• **REQUIRED ACTION**: Look in the material below for the line holding "One marker per instance, like [42,194].". Set it down exactly, with each later line up to and including the line holding "One marker per instance, like [783,106].".

--

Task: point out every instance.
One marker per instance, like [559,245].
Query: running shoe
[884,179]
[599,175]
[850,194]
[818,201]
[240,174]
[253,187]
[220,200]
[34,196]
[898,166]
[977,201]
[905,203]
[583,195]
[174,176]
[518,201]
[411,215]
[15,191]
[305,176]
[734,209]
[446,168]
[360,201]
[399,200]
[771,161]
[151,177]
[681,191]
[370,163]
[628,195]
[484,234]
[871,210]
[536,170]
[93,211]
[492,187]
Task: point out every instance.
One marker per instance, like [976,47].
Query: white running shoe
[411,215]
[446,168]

--

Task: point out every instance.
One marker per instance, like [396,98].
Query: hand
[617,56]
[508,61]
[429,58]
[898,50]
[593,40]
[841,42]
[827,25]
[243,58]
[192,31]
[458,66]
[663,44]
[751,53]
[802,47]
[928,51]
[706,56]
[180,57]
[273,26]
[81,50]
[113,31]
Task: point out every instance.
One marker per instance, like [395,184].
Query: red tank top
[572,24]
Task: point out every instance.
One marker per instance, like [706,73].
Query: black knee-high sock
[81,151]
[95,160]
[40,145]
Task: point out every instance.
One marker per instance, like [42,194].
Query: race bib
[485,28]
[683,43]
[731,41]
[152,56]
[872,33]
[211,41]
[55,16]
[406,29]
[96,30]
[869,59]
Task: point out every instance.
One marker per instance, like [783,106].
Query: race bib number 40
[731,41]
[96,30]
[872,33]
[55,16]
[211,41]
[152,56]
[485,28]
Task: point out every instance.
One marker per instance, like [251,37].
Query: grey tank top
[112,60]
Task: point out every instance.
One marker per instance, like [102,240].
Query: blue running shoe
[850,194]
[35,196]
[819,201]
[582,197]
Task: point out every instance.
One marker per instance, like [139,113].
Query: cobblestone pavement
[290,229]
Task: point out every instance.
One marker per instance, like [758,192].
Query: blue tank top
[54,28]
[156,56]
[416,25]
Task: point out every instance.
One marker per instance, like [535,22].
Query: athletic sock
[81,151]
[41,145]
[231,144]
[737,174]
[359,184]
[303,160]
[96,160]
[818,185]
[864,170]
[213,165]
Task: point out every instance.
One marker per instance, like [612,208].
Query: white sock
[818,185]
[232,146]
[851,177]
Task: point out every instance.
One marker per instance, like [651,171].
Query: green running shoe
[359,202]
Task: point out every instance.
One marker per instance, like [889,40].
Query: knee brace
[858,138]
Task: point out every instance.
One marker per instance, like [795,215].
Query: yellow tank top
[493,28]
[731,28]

--

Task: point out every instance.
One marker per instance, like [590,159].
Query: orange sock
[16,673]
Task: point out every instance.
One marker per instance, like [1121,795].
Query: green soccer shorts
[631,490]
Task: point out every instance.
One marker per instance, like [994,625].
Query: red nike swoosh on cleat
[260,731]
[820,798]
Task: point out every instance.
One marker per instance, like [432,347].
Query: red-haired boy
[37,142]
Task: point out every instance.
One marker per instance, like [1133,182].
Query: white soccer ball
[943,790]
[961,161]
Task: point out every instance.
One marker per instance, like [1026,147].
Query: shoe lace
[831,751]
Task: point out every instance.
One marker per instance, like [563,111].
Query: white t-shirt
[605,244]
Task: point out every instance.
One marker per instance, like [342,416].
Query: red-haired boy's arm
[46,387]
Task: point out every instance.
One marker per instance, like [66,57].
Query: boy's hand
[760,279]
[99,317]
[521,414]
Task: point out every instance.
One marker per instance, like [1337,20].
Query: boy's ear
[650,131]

--

• **WRITTEN ANSWER**:
One marker per instance, like [42,194].
Query: race bib
[485,28]
[683,43]
[731,41]
[152,56]
[872,33]
[211,41]
[55,16]
[406,29]
[96,30]
[869,59]
Task: point out every instance.
One marker per instance, like [783,106].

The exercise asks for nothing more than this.